- _Document text_

========

In some examples, the interposer 1404 may be formed as a PCB, including multiple metal layers separated from one another by layers of dielectric material and interconnected by electrically conductive vias. In some examples, the interposer 1404 may be formed of an epoxy resin, a fiberglass-reinforced epoxy resin, an epoxy resin with inorganic fillers, a ceramic material, or a polymer material such as polyimide. In some examples, the interposer 1404 may be formed of alternate rigid or flexible materials that may include the same materials described above for use in a semiconductor substrate, such as silicon, germanium, and other group III-V and group IV materials. The interposer 1404 may include metal interconnects 1408 and vias 1410, including but not limited to through-silicon vias (TSVs) 1406. The interposer 1404 may further include embedded devices 1414, including both passive and active devices. Such devices may include, but are not limited to, capacitors, decoupling capacitors, resistors, inductors, fuses, diodes, transformers, sensors, electrostatic discharge (ESD) devices, and memory devices. More complex devices such as radio frequency devices, power amplifiers, power management devices, antennas, arrays, sensors, and microelectromechanical systems (MEMS) devices may also be formed on the interposer 1404. The package-on-interposer structure 1436 may take the form of any of the package-on-interposer structures known in the art.

The IC device assembly 1400 may include an IC package 1424 coupled to the first face 1440 of the circuit board 1402 by coupling components 1422. The coupling components 1422 may take the form of any of the examples discussed above with reference to the coupling components 1416, and the IC package 1424 may take the form of any of the examples discussed above with reference to the IC package 1420.

The IC device assembly 1400 illustrated in FIG. 14 includes a package-on-package structure 1434 coupled to the second face 1442 of the circuit board 1402 by coupling components 1428. The package-on-package structure 1434 may include a first IC package 1426 and a second IC package 1432 coupled together by coupling components 1430 such that the first IC package 1426 is disposed between the circuit board 1402 and the second IC package 1432. The coupling components 1428, 1430 may take the form of any of the examples of the coupling components 1416 discussed above, and the IC packages 1426, 1432 may take the form of any of the examples of the IC package 1420 discussed above. The package-on-package structure 1434 may be configured in accordance with any of the package-on-package structures known in the art.

========

- _Data supplied_
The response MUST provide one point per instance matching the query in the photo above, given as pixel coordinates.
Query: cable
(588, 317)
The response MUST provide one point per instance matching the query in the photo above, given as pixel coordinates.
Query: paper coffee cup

========

- _Requirement A_
In the IC device assembly text, which two IC packages make up package-on-package structure 1434?
- _Requirement B_
Convert the lines of the records into a Markdown table with two columns: No. for the row number and Line for the line itself. Leave out any blank lines.

- _Expected answer A_
First IC package 1426 and second IC package 1432.

- _Expected answer B_
| No. | Line |
|---|---|
| 1 | The response MUST provide one point per instance matching the query in the photo above, given as pixel coordinates. |
| 2 | Query: cable |
| 3 | (588, 317) |
| 4 | The response MUST provide one point per instance matching the query in the photo above, given as pixel coordinates. |
| 5 | Query: paper coffee cup |